• [Supplied data]:
+++

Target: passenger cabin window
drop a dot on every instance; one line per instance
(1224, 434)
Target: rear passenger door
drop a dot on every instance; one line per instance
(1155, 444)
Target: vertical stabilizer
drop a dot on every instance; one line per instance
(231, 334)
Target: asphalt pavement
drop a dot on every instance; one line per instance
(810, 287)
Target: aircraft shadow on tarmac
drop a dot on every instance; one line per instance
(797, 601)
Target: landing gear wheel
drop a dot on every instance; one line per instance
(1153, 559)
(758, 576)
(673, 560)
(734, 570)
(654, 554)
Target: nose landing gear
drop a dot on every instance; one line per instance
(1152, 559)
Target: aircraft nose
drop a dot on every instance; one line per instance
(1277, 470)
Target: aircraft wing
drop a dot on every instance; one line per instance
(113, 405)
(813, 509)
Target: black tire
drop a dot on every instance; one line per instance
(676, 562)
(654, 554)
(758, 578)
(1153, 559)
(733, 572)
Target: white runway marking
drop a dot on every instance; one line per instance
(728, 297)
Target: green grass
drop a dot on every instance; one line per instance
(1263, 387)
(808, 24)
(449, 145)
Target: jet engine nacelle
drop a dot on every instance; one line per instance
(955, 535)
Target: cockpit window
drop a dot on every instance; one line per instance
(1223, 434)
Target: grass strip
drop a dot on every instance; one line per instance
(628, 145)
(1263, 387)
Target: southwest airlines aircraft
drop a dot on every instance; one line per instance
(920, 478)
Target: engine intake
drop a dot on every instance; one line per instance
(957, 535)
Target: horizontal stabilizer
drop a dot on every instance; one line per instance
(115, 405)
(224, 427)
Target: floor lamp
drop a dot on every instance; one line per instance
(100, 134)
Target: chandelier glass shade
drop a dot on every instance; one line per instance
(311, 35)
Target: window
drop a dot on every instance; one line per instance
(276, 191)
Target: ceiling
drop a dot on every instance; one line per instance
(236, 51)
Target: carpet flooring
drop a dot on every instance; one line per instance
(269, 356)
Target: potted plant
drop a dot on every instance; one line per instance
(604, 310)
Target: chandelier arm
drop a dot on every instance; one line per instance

+++

• [Problem to solve]: Extract each line from the listing above, please, and repeat it exactly.

• [Written response]:
Target: passenger cabin window
drop a dot on every instance; one line per instance
(1224, 434)
Target: rear passenger door
drop a dot on every instance; one line per instance
(1155, 444)
Target: vertical stabilizer
drop a dot on every instance; one line per instance
(231, 334)
Target: asphalt pavement
drop a dot on every instance; one line per instance
(810, 287)
Target: aircraft shadow on tarmac
drop a dot on every instance; one line per instance
(797, 601)
Target: landing gear wheel
drop a dot on every instance; one line per instance
(1153, 559)
(758, 576)
(673, 560)
(734, 570)
(654, 554)
Target: nose landing gear
drop a dot on every instance; one line per instance
(1152, 559)
Target: aircraft nose
drop a dot on every instance; one line per instance
(1277, 470)
Target: aircraft wing
drop a dot on every instance; one line per instance
(113, 405)
(813, 509)
Target: black tire
drop a dot on every instance; one line per instance
(676, 562)
(654, 554)
(758, 578)
(1153, 559)
(733, 572)
Target: white runway marking
drop a dot on every instance; one line per instance
(728, 297)
Target: green grass
drop a dot on every instance; one line per instance
(1263, 387)
(808, 24)
(449, 145)
Target: jet engine nacelle
drop a dot on every instance; one line per instance
(955, 535)
Target: cockpit window
drop a dot on every instance; one line per instance
(1223, 434)
Target: grass strip
drop a dot on every instance; one line per instance
(628, 145)
(1263, 387)
Target: southwest airlines aircraft
drop a dot on every instance; one line per instance
(920, 478)
Target: engine intake
drop a dot on every instance; one line per instance
(957, 535)
Target: horizontal stabilizer
drop a dot on every instance; one line per instance
(115, 405)
(224, 427)
Target: floor lamp
drop a dot on every instance; one line per instance
(100, 134)
Target: chandelier glass shade
drop a dot on every instance; one line per instance
(311, 35)
Target: window
drop a dot on every instance; one line per instance
(276, 191)
Target: ceiling
drop a dot on every instance; one line per instance
(236, 51)
Target: carpet flooring
drop a dot on every instance; one line per instance
(269, 356)
Target: potted plant
drop a dot on every instance; one line per instance
(604, 310)
Target: chandelier arm
drop a dot on every instance; one line per instance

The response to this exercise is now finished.